TESTO FORNITO -

La solidarietà a senso unico
La linea adottata dai giudici veneziani sembra ricalcare l'opinione di altri magistrati che, a vario titolo, hanno sostenuto che - in situazioni come quella attuale - si configuri una sorta di «doverosa equa ripartizione del rischio» che nasce, appunto, dal richiamato dovere di solidarietà indotto da una pandemia che non colpisce tutti allo stesso modo.Principio astrattamente comprensibile ma, in linea generale, assolutamente inaccettabile. Intanto il rischio d'impresa appartiene, appunto, all'imprenditore, nel nostro caso il conduttore il quale, se le cose vanno bene, ne trae tutto il profitto possibile. Profitto che, si badi bene, non viene «condiviso» con il locatore (l'affitto non è altro che la giusta remunerazione per aver concesso in uso un bene) quando le cose vanno bene.

E allora perché mai il locatore dovrebbe condividere le conseguenze negative del rischio d'impresa?Se avesse voluto ciò, avrebbe fatto l'imprenditore non il locatore. Altrimenti si rischia un'abnorme nuova forma di «socializzazione delle perdite e di privatizzazione dei profitti» tanto cara a certa «vecchia» imprenditoria nostrana. Quella di rinegoziare il contratto (anche solo per salvarlo) deve essere una libera scelta di entrambe le parti, non può e non deve essere imposta per legge o per sentenza dai giudici (se non in casi molto limitati e specifici), altrimenti i concetti stesso di proprietà privata e di libertà negoziale rischiano di essere vanificati. E si sa che, una volta che si violano certi dogmi ritenuti inviolabili, le porte poi sono aperte a tutto.

Dati memorizzati
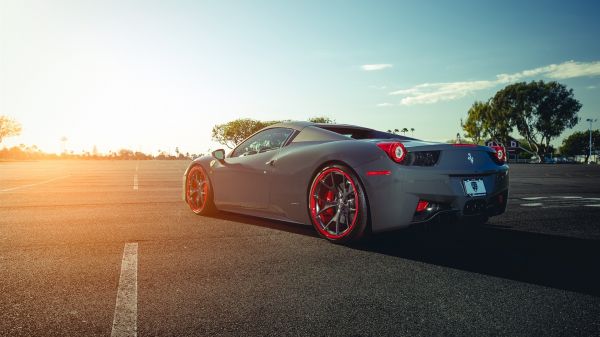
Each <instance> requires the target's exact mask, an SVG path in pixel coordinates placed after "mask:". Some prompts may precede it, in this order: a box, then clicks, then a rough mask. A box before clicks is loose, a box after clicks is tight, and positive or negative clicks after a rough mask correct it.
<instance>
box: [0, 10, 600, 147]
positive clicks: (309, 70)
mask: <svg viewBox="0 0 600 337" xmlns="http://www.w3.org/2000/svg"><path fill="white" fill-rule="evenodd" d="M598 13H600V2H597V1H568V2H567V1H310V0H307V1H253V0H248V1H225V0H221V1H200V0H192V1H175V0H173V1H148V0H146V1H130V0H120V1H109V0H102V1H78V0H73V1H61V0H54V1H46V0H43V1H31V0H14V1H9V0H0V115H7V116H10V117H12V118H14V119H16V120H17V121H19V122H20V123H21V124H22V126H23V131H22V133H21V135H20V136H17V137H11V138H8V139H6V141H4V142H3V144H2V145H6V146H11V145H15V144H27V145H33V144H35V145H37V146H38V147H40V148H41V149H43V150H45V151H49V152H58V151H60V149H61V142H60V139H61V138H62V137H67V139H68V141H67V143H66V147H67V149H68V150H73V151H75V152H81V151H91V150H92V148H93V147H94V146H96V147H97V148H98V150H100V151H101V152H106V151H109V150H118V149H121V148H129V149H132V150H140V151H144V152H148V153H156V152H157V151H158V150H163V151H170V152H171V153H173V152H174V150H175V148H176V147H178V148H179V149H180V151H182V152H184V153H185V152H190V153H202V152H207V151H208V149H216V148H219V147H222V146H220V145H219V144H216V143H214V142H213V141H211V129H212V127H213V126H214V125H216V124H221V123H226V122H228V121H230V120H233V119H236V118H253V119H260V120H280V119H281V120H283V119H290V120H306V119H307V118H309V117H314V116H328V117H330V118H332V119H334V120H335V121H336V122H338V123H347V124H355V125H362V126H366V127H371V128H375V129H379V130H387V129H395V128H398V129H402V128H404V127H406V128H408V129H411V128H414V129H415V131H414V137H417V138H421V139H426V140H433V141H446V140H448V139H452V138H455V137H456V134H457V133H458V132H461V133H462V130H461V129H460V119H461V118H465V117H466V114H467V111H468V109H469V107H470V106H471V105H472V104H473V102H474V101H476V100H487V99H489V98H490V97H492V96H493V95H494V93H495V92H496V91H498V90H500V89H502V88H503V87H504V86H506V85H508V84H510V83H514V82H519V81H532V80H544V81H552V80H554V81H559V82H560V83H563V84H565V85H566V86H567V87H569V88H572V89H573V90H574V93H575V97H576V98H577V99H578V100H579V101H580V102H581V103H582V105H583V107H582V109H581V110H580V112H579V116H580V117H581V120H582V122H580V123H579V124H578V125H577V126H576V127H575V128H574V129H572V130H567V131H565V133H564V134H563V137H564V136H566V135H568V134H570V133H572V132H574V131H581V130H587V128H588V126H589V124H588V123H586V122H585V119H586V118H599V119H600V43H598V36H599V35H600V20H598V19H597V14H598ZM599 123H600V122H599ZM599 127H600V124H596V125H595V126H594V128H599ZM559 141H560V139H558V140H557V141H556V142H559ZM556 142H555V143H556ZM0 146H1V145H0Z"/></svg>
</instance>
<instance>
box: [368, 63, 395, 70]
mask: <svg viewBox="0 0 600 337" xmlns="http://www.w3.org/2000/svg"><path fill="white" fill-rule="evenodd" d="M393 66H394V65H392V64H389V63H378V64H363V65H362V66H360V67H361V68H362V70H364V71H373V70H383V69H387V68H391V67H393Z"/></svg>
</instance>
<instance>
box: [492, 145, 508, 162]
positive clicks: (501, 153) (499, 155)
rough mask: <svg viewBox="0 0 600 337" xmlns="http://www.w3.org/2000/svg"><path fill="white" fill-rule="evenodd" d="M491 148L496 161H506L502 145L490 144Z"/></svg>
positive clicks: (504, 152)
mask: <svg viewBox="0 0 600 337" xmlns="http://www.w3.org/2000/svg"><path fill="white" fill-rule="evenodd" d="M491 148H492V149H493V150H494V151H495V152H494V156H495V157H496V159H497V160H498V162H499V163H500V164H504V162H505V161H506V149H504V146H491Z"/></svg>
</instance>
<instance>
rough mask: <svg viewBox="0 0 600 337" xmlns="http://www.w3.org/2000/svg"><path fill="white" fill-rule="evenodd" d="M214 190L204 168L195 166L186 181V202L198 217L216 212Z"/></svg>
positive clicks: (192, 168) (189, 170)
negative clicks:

IL TUO COMPITO - In una o due frasi, spiega perché, secondo il testo fornito, il locatore non dovrebbe condividere le conseguenze negative del rischio d'impresa.

SPAZIO RISPOSTA - Il rischio d'impresa appartiene all'imprenditore, cioè al conduttore, che trae tutto il profitto quando le cose vanno bene senza condividerlo con il locatore, il quale riceve con l'affitto solo la giusta remunerazione per aver concesso in uso un bene. Se il locatore avesse voluto partecipare a quel rischio, avrebbe fatto l'imprenditore e non il locatore.